*** Opening EXCERPT ***
Researchers are also developing separators from entirely different polymers with naturally higher heat tolerance. Materials like polyimide and polyvinyl alcohol offer greater tensile strength and thermal stability compared to traditional polyethylene, making them candidates for batteries that operate in harsher conditions or need an extra margin of safety.

The Thermal Shutdown Safety Feature

One of the separator’s most important jobs happens during a crisis. If a lithium-ion battery overheats, the separator can shut the battery down before it reaches thermal runaway, the point where rising heat feeds on itself and the cell can vent, smoke, or ignite.

This works because of the separator’s melting behavior. In a PE/PP/PP three-layer separator, the polyethylene layer has a lower melting point than polypropylene. When the battery reaches a dangerous temperature (around 110°C is considered a critical threshold), the polyethylene softens and its pores collapse, blocking ion flow and effectively turning the battery off. The polypropylene layers, still solid at that temperature, maintain the physical barrier between electrodes so they don’t touch.
*** Closing EXCERPT ***
* PARTS OF THE EXERCISE *
**a)** List every polymer that the excerpt on battery separators names.
**b)** Carry the passage about battery separators and thermal shutdown forward from its last sentence.
*** Opening SUPPLIED INFORMATION ***
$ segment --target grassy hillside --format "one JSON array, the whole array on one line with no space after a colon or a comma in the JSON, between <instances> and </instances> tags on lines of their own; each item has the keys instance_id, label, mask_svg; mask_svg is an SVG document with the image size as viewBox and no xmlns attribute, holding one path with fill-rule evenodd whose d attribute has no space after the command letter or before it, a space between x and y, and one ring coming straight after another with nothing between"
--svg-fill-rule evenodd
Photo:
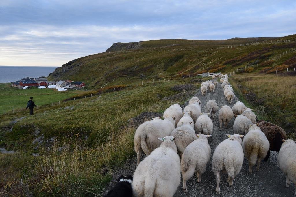
<instances>
[{"instance_id":1,"label":"grassy hillside","mask_svg":"<svg viewBox=\"0 0 296 197\"><path fill-rule=\"evenodd\" d=\"M24 110L31 96L36 105L40 107L44 104L61 101L81 92L79 90L61 92L55 89L39 89L36 87L24 89L12 87L10 84L0 84L0 114L4 113L4 111L7 113L12 111L13 108L16 110L22 108Z\"/></svg>"},{"instance_id":2,"label":"grassy hillside","mask_svg":"<svg viewBox=\"0 0 296 197\"><path fill-rule=\"evenodd\" d=\"M35 115L19 121L11 131L2 129L0 145L19 153L0 154L2 194L99 194L110 181L108 171L135 155L136 128L128 120L143 112L163 113L171 102L182 104L194 95L192 90L200 81L191 78L151 83L101 97L70 101L46 113L36 110ZM64 109L68 106L73 109ZM5 128L16 117L24 115L20 112L0 115L0 127ZM41 131L35 136L36 129ZM34 139L43 136L42 142L32 144ZM52 140L52 137L56 138ZM65 146L64 150L58 150ZM32 153L40 156L30 156Z\"/></svg>"},{"instance_id":3,"label":"grassy hillside","mask_svg":"<svg viewBox=\"0 0 296 197\"><path fill-rule=\"evenodd\" d=\"M89 87L99 87L106 83L126 84L207 71L228 72L248 65L259 66L247 72L273 73L276 67L281 66L282 70L295 67L296 51L291 49L296 48L295 39L293 35L221 40L160 40L138 42L141 48L129 50L125 49L131 43L115 43L116 51L73 60L57 68L49 78L82 80ZM287 40L293 42L277 42ZM253 42L261 42L245 45ZM277 55L276 60L265 62Z\"/></svg>"}]
</instances>

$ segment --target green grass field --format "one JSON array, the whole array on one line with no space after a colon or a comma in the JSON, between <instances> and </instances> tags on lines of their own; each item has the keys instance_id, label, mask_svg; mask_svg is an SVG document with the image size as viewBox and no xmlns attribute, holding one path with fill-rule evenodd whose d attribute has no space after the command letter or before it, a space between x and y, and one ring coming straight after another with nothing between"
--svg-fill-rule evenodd
<instances>
[{"instance_id":1,"label":"green grass field","mask_svg":"<svg viewBox=\"0 0 296 197\"><path fill-rule=\"evenodd\" d=\"M50 88L39 89L33 87L31 89L19 89L12 87L10 84L0 84L0 114L15 110L25 109L27 103L30 97L33 97L35 104L41 107L52 102L58 102L81 92L79 90L70 90L65 92L57 91Z\"/></svg>"}]
</instances>

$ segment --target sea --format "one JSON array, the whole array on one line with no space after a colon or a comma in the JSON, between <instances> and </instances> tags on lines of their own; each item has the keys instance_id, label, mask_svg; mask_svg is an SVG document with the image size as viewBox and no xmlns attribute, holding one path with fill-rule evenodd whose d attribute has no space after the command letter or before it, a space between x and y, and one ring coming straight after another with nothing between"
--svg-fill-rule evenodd
<instances>
[{"instance_id":1,"label":"sea","mask_svg":"<svg viewBox=\"0 0 296 197\"><path fill-rule=\"evenodd\" d=\"M14 82L25 77L47 76L58 66L0 66L0 83Z\"/></svg>"}]
</instances>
*** Closing SUPPLIED INFORMATION ***
* EXERCISE RESULTS *
**a)** Polyimide, polyvinyl alcohol, polyethylene, polypropylene

**b)**
This is a one-time safety mechanism, not something the battery recovers from. Once shutdown occurs, the cell is effectively dead. But that’s the point: a dead battery is far preferable to one that catches fire.

Preventing Internal Short Circuits

Beyond overheating, the separator has to resist being physically punctured from the inside. In lithium batteries, tiny needle-like structures called dendrites can grow from the negative electrode during charging. These metallic projections reach toward the positive electrode, and if they pierce through the separator, they create an internal short circuit that can lead to fire.

The separator’s mechanical strength, particularly its resistance to being pushed through by a sharp point, is critical here. Models of dendrite growth show that the separator needs sufficient stiffness to push back against a growing protrusion and prevent it from extending further. Thicker separators resist puncture better, but they also increase the distance ions have to travel, reducing performance. This is another tradeoff that battery designers constantly negotiate.

Separators in Lead-Acid Batteries

Lithium-ion cells aren’t the only batteries that need separators. Lead-acid batteries, the type used to start most cars, use separators made from quite different materials. Common options include absorbed glass mat (AGM), ultra-high-molecular-weight polyethylene, and polyvinyl chloride (PVC).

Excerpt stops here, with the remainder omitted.